§ **PROBLEM DETAILS**
Under this line are the records; write out word for word the part that begins at the line containing "319L621 259L277 244L287" and ends at the line containing "positive clicks: (622, 381) (630, 465)", and no more.

§ **DATA TO EXAMINE**
------------------------------------
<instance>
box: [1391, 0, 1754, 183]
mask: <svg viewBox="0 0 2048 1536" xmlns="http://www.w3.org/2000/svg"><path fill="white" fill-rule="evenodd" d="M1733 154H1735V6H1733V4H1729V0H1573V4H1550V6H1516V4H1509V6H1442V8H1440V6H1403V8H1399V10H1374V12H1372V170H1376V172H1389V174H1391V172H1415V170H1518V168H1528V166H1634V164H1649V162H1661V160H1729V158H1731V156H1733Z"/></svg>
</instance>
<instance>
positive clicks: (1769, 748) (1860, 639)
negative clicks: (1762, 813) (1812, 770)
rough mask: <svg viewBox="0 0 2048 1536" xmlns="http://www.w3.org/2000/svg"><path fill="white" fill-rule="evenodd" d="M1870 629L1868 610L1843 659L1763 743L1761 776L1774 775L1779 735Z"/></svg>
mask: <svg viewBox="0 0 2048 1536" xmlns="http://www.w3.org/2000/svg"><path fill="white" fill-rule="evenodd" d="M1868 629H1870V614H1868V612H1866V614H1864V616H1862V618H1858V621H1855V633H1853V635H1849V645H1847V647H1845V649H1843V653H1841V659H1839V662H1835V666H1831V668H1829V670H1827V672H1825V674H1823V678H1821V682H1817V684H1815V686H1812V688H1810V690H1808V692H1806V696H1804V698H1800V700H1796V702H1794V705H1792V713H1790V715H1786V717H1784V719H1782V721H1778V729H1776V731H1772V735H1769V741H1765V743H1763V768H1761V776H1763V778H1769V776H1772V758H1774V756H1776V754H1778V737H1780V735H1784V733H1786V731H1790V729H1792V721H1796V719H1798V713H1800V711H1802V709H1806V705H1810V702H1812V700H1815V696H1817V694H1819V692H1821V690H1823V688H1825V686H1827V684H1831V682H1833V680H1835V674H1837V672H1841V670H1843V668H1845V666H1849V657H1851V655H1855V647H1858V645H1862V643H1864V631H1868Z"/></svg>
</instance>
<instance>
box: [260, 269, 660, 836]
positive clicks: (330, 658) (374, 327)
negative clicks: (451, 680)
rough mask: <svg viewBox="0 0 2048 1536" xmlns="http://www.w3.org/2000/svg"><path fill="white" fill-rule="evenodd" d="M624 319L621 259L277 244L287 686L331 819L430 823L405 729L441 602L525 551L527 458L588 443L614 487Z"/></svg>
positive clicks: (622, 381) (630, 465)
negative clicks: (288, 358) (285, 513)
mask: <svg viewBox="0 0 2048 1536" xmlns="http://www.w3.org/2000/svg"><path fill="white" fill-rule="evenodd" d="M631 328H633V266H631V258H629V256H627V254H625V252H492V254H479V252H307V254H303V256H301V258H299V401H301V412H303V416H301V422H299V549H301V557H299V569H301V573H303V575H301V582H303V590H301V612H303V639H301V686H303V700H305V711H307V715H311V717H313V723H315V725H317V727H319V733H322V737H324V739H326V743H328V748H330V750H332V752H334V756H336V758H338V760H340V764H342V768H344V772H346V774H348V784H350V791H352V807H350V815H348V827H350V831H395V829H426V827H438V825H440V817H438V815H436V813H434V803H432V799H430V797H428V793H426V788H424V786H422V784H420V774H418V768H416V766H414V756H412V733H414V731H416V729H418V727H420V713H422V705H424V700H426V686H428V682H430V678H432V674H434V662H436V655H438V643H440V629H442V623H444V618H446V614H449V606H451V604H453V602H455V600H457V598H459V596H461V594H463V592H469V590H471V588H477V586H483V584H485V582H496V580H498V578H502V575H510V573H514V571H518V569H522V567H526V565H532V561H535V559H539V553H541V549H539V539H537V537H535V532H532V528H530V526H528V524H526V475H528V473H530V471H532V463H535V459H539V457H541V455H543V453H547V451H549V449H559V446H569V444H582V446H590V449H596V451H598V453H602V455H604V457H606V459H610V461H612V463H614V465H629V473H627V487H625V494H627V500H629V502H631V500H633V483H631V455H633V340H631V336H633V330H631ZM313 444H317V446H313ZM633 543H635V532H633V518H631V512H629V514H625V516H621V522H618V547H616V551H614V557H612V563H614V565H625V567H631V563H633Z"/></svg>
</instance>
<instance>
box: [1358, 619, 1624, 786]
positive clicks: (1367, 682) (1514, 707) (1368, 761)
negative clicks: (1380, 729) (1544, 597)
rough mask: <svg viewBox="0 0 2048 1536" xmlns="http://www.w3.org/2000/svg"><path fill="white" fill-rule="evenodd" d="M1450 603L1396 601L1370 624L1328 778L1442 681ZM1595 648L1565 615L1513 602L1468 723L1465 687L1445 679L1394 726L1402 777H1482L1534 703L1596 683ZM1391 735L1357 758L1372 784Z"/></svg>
------------------------------------
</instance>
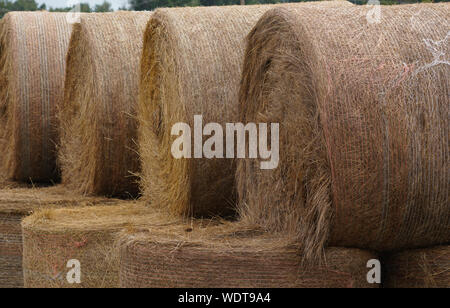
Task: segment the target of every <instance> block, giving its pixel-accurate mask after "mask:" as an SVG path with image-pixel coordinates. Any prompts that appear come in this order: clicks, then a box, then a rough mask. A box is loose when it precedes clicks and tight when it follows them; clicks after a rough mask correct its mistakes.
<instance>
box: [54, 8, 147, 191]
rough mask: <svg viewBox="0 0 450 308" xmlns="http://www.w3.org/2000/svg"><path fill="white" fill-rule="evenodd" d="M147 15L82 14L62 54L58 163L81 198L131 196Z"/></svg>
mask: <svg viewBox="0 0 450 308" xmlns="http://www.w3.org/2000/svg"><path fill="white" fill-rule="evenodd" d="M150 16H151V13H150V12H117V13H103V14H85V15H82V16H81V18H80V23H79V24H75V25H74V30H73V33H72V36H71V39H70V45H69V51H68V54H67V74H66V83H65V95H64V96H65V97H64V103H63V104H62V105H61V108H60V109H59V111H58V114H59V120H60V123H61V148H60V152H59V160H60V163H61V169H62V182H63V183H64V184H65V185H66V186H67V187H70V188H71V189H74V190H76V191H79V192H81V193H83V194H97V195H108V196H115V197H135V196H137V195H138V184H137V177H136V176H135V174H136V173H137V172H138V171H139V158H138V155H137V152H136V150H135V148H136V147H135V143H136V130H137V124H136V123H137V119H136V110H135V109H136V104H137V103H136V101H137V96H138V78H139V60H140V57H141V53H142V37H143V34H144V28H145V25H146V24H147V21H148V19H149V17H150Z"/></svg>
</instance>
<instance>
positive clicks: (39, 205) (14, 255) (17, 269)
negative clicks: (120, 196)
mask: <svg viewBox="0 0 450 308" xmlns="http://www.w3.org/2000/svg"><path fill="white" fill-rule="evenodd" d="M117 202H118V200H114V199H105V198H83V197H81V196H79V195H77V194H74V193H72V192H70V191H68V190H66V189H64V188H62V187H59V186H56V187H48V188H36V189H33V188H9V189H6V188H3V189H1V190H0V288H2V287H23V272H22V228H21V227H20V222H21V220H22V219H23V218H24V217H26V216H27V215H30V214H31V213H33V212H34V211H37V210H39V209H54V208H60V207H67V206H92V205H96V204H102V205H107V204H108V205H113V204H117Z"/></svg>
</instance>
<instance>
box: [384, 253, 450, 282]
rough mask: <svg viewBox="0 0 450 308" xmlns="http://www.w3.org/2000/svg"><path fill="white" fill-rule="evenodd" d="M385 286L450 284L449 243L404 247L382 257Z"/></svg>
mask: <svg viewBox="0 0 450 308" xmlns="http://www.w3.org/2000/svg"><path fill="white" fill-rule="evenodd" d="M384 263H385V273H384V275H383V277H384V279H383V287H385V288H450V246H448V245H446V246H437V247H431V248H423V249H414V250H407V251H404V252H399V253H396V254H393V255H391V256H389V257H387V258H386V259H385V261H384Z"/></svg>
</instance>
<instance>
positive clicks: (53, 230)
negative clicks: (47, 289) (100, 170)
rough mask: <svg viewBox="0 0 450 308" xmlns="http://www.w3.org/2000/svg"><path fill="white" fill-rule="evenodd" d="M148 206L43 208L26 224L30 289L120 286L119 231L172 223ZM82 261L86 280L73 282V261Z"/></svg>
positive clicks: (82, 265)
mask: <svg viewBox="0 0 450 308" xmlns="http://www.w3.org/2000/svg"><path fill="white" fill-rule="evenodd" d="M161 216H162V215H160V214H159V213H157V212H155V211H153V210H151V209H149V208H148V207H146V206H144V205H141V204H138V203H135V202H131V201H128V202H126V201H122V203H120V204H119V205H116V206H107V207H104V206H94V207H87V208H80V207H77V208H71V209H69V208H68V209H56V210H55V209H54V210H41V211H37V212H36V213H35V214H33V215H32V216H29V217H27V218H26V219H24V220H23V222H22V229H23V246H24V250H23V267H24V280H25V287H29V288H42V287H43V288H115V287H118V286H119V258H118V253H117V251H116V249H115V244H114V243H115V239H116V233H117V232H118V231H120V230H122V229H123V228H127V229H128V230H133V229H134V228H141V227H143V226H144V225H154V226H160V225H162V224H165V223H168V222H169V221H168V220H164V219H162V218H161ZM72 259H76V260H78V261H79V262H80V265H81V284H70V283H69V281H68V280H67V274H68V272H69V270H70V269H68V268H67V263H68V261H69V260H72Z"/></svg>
------------------------------------
§ **RESPONSE TO THE TASK**
rough mask: <svg viewBox="0 0 2048 1536" xmlns="http://www.w3.org/2000/svg"><path fill="white" fill-rule="evenodd" d="M624 319L621 259L277 244L287 686L331 819L430 823L405 729L441 602L525 551L527 458L588 443L614 487Z"/></svg>
positive clicks: (622, 381) (630, 465)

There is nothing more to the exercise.